__DIRECTION__:
Can you rewrite the lines starting with the line with "Task: find the woman's chin" and going on through the line with "point(243, 71)", putting "black jacket" in place of "dark jacket" and leaving everything else unchanged?

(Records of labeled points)
--------------------
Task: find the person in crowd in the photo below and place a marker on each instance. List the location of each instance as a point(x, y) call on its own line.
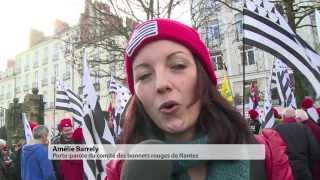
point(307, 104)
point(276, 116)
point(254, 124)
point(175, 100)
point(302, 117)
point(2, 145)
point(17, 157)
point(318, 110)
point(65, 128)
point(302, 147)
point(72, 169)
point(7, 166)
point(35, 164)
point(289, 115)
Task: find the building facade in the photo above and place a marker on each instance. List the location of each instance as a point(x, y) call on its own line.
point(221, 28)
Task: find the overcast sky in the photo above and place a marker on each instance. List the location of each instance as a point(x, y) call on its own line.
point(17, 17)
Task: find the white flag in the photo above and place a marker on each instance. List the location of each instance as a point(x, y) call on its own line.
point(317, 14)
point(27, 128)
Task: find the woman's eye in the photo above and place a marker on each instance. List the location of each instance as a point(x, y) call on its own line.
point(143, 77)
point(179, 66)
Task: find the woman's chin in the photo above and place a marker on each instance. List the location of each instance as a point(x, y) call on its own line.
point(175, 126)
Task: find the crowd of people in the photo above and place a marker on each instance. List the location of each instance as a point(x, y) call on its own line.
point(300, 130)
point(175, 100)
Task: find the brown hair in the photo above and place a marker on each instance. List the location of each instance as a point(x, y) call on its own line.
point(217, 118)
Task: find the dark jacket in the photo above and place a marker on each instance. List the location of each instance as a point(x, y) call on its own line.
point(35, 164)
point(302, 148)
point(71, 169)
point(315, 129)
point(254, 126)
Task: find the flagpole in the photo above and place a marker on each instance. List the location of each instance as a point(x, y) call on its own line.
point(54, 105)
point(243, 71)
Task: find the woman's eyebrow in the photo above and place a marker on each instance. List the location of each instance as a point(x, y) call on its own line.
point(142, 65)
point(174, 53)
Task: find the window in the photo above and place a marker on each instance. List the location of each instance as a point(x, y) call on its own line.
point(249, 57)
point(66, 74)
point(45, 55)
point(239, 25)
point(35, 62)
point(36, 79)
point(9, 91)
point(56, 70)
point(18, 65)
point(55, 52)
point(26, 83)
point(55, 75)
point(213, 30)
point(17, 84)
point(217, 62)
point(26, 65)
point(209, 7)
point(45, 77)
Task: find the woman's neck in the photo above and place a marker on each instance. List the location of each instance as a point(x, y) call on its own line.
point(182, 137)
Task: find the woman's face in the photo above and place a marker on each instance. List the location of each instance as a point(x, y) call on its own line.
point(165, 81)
--------------------
__OUTPUT BELOW__:
Task: find the woman's chin in the photo above and place a marker on each instance. List the location of each instance as a point(x, y) call on its own line.
point(175, 126)
Task: find the crowd of people in the photo above and place a marker on each instance. List the location of each instance as a point(x, y) call on its own line.
point(300, 130)
point(175, 100)
Task: find the brown hair in the photo above and place a marker on each instance. List the location of each instance as a point(x, y) call on its own line.
point(217, 118)
Task: find the black jacket in the photo above and place a marker on each instance. List the location of each instance as a point(x, y) call on its own line.
point(35, 164)
point(302, 148)
point(71, 169)
point(315, 129)
point(254, 126)
Task: find the flagpole in the photo above and place a marker on each instance. List the location of each instance as a point(x, y) call on its own line.
point(54, 105)
point(243, 71)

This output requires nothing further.